### AIM 1
In the post on open data, what was officially launched yesterday?

### SELECTED EXTRACT
::::::::::
Posted on: Wednesday 5th of December 2012

With the explosion in volumes and types of data now being generated and collected it’s not surprising there’s also a proliferation of new data ‘movements’. There’s ‘Big Data’. The Internet of Things. The fast-developing personal data ecosystem.

And, yesterday, Open Data made its mark with a flourish – with the official launch of the Open Data Institute.

The ODI’s stated goal is to “catayse the evolution of an open data culture to create economic, environmental and social value. It will unlock supply, generate demand, create and disseminate knowledge to address local and global issues”.

At the heart of the Open Data movement lies a simple but crucial insight: information collected and used by organisations for their internal operational and reporting purposes can also have external value. Other people may find it useful. In fact, in the scheme of things, it could end up being more useful to outsiders than insiders.

Closely linked is a further insight, that historic ways of collecting and using information – via organizational silos – is incredibly limiting and constraining. It’s a bit like keeping all the ingredients for a cake – flour, sugar, eggs, butter – in separate compartments when their real value can only be realised when they are combined together. Likewise with data. Many of the biggest opportunities come from crunching data from different sources – from creating new combinations and making connections to drive new services.
::::::::::
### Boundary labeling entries
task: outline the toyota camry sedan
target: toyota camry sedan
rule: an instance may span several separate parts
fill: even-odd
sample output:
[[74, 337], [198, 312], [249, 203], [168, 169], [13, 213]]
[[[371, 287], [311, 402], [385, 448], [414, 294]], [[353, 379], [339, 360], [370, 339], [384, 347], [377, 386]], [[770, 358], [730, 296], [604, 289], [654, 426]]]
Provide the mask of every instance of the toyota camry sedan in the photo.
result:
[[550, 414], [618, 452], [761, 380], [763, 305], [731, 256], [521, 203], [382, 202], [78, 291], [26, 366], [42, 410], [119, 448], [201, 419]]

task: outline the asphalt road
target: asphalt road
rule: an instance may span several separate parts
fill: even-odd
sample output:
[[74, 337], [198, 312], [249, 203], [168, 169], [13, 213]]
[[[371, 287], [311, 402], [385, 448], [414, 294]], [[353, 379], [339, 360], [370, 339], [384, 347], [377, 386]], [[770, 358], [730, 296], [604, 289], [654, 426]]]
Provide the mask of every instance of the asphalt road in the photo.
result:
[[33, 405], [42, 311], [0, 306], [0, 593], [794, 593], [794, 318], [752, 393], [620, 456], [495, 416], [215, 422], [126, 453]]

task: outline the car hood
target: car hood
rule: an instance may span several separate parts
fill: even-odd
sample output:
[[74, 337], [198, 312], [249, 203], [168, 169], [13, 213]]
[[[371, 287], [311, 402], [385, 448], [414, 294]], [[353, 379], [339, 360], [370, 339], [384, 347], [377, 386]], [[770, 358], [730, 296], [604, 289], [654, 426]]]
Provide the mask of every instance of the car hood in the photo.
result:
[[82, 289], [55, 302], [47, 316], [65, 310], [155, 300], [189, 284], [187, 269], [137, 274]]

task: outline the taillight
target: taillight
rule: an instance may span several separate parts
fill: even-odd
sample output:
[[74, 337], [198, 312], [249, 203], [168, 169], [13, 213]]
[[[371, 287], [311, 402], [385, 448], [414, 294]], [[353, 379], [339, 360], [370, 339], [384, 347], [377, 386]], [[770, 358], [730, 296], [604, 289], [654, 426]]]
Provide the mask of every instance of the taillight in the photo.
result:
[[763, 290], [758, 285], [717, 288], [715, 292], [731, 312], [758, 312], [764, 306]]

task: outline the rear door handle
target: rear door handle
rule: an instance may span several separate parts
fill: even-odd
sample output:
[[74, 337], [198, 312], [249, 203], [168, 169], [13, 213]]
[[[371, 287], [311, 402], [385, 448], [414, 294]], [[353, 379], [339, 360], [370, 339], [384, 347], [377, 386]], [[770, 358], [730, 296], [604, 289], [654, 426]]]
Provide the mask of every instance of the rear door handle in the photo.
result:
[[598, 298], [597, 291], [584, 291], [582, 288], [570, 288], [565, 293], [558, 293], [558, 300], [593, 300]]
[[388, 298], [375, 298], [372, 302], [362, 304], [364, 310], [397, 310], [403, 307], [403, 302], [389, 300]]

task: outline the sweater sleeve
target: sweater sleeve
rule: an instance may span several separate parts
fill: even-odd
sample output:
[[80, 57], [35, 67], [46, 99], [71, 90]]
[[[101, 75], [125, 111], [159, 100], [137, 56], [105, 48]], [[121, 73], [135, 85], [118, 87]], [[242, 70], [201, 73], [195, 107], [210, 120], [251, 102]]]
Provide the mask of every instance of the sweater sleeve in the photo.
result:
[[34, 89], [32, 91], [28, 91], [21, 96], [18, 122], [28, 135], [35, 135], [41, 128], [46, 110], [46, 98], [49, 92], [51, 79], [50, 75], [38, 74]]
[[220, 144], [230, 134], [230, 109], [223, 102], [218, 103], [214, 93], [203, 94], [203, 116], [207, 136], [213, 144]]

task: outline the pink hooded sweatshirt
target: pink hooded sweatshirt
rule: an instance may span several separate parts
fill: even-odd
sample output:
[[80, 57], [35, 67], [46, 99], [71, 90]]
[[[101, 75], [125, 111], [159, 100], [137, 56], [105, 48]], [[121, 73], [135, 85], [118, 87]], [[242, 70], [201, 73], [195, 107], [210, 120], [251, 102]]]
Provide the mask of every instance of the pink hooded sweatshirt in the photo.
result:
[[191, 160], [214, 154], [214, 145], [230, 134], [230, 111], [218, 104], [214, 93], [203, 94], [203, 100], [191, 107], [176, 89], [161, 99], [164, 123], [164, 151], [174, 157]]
::::::::::
### AIM 2
Render the part of the entries that opens with their first line and closes with the line containing "448], [201, 419]]" as a Markdown table, omitting blank lines. Use the columns Row and Line.

### PROBLEM SOLUTION 1
The Open Data Institute.

### PROBLEM SOLUTION 2
| Row | Line |
|---|---|
| 1 | task: outline the toyota camry sedan |
| 2 | target: toyota camry sedan |
| 3 | rule: an instance may span several separate parts |
| 4 | fill: even-odd |
| 5 | sample output: |
| 6 | [[74, 337], [198, 312], [249, 203], [168, 169], [13, 213]] |
| 7 | [[[371, 287], [311, 402], [385, 448], [414, 294]], [[353, 379], [339, 360], [370, 339], [384, 347], [377, 386]], [[770, 358], [730, 296], [604, 289], [654, 426]]] |
| 8 | Provide the mask of every instance of the toyota camry sedan in the photo. |
| 9 | result: |
| 10 | [[550, 414], [618, 452], [761, 380], [763, 305], [731, 256], [521, 203], [382, 202], [78, 291], [26, 366], [42, 410], [119, 448], [201, 419]] |